| Activity |
Please copy the piece on childhood film reboots below in full, word for word.

(Quoted passage)

Any human with a heart and a brain can tell you their all-time favourite childhood film and if -- in my case -- you stick around through the line-by-line re-enactment of The Lion King, I'll even get started on how they never should have made the sequels, and how I will move to Mars if they ever remake it. It's a damn shame that, bar rare beauties such as The Lego Movie and Disney's upcoming Zootopia, you can't get away from the troubling world of childhood reboots these days.
The latest kids' film to get a hefty reimagining is the onscreen vision of Rudyard Kipling's classic The Jungle Book, undergoing a live action facelift under the trusty thumb of Iron Man director and Chef star Jon Favreau. Mowgli, Baloo and friends last successfully stomped the big screen in 1967, so it's no surprise there might be a desire to breathe new life into Walt Disney's animated romp.
I get nervous every time I hear the big studio bosses are messing with what I consider to be a sacred childhood text.
News of reboots of Disney classics like The Jungle Book sends a familiar shiver down my spine, one that I blame almost wholly on Tim Burton and Johnny Depp for their crimes against humanity in Alice in Wonderland and Charlie and the Chocolate Factory.
Oh, how I loved the 1951 animated wonder of Alice chomping down on magical cookies and growing big. Oh, how my stomach rumbled for the edible wallpaper and everlasting gobstoppers of Gene Wilder's 1971 Willy Wonka days.
It makes me feel physically ill to know that children these days might not know of the profound terror of Wonka's steam boat, and instead only know the fresh hell of a million digitally-altered Deep Roys.
And don't even get me started on The Futterwacken, the nightmarish dance finale of Burton's Alice in Wonderland. Depp has already become frightening enough without the stick-on orange eyebrows and breakdancing.

(End Quoted passage)
(Source information)

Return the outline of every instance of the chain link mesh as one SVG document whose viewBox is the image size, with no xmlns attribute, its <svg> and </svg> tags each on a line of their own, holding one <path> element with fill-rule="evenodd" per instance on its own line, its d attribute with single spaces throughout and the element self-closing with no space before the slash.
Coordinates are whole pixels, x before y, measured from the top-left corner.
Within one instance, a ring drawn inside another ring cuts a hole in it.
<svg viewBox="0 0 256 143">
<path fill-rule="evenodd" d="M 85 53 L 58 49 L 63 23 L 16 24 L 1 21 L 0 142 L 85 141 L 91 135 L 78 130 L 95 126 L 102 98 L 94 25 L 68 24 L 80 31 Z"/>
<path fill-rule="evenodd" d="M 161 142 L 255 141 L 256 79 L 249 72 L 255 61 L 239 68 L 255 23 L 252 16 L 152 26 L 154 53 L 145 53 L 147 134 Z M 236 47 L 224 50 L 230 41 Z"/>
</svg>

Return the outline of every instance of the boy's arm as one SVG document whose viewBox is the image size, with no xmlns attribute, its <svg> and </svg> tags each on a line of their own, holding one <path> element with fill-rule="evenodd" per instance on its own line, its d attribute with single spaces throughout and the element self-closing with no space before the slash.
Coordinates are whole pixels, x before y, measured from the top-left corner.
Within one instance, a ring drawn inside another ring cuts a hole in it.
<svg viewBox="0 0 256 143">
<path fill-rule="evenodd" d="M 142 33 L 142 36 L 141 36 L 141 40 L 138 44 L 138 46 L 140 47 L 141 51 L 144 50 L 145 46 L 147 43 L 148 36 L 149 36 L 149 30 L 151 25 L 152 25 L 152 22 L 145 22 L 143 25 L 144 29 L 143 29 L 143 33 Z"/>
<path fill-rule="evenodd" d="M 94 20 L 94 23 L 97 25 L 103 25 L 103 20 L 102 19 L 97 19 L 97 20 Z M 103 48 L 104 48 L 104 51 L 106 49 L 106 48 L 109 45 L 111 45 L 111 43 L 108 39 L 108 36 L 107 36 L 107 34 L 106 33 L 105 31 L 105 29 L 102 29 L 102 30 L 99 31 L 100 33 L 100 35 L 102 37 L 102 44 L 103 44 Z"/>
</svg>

(End Source information)

| Result below |
Any human with a heart and a brain can tell you their all-time favourite childhood film and if -- in my case -- you stick around through the line-by-line re-enactment of The Lion King, I'll even get started on how they never should have made the sequels, and how I will move to Mars if they ever remake it. It's a damn shame that, bar rare beauties such as The Lego Movie and Disney's upcoming Zootopia, you can't get away from the troubling world of childhood reboots these days.
The latest kids' film to get a hefty reimagining is the onscreen vision of Rudyard Kipling's classic The Jungle Book, undergoing a live action facelift under the trusty thumb of Iron Man director and Chef star Jon Favreau. Mowgli, Baloo and friends last successfully stomped the big screen in 1967, so it's no surprise there might be a desire to breathe new life into Walt Disney's animated romp.
I get nervous every time I hear the big studio bosses are messing with what I consider to be a sacred childhood text.
News of reboots of Disney classics like The Jungle Book sends a familiar shiver down my spine, one that I blame almost wholly on Tim Burton and Johnny Depp for their crimes against humanity in Alice in Wonderland and Charlie and the Chocolate Factory.
Oh, how I loved the 1951 animated wonder of Alice chomping down on magical cookies and growing big. Oh, how my stomach rumbled for the edible wallpaper and everlasting gobstoppers of Gene Wilder's 1971 Willy Wonka days.
It makes me feel physically ill to know that children these days might not know of the profound terror of Wonka's steam boat, and instead only know the fresh hell of a million digitally-altered Deep Roys.
And don't even get me started on The Futterwacken, the nightmarish dance finale of Burton's Alice in Wonderland. Depp has already become frightening enough without the stick-on orange eyebrows and breakdancing.